**EXERCISE BRIEF:** Rewrite every text line of the data below, and shift each coordinate pair by adding 128 to both of its numbers while keeping the other wording unchanged. Leave the pictures out of your answer.

+++ PROVIDED DATA +++

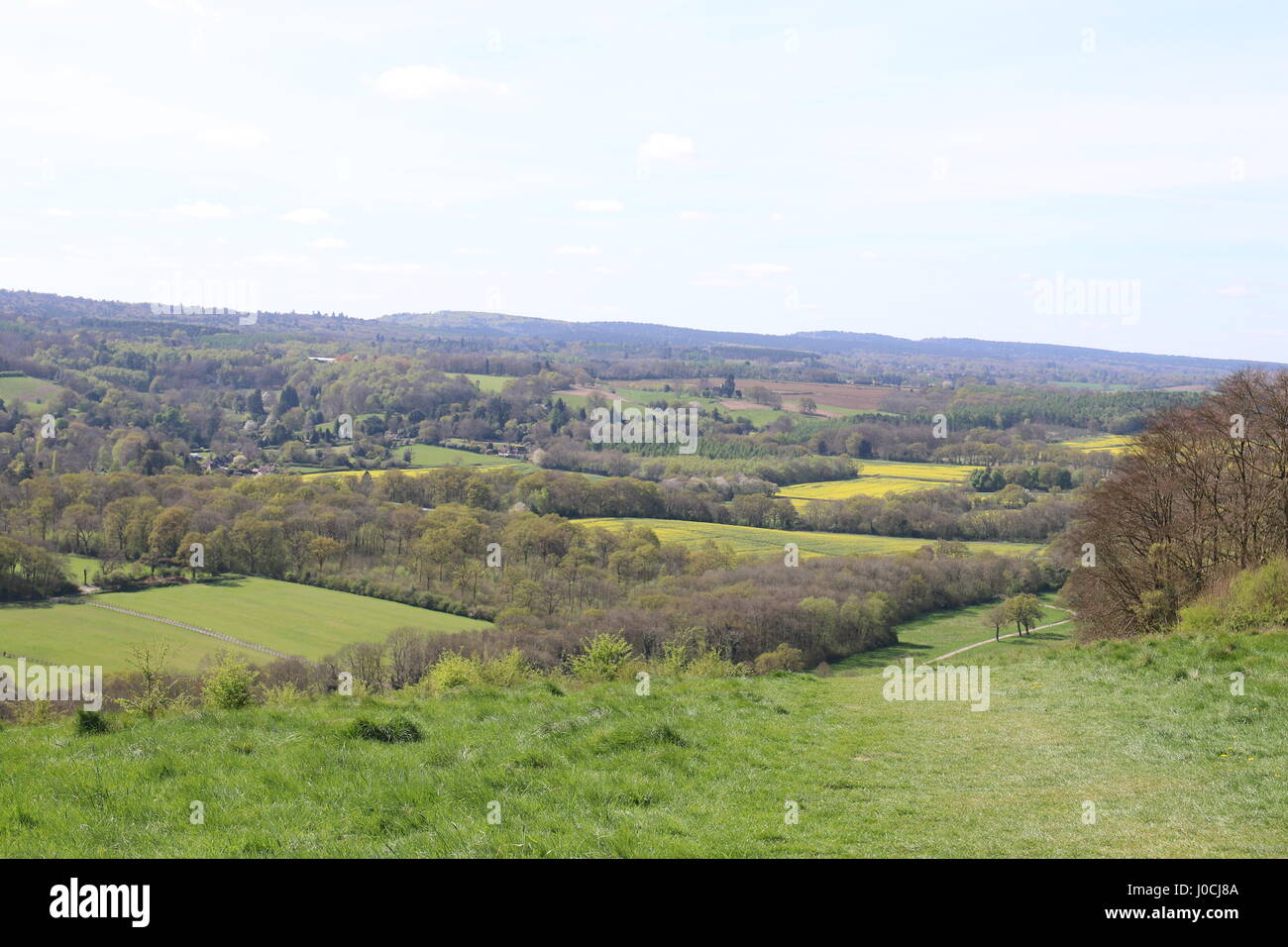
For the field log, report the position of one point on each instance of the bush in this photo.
(509, 671)
(397, 729)
(454, 671)
(712, 664)
(283, 694)
(603, 657)
(1253, 599)
(781, 659)
(228, 684)
(90, 722)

+++

**REPLY TO THE TASK:**
For the field log, report the position of one point on each instance of the bush in this photo.
(637, 799)
(525, 857)
(582, 799)
(840, 792)
(411, 822)
(731, 785)
(1381, 727)
(909, 787)
(356, 812)
(218, 850)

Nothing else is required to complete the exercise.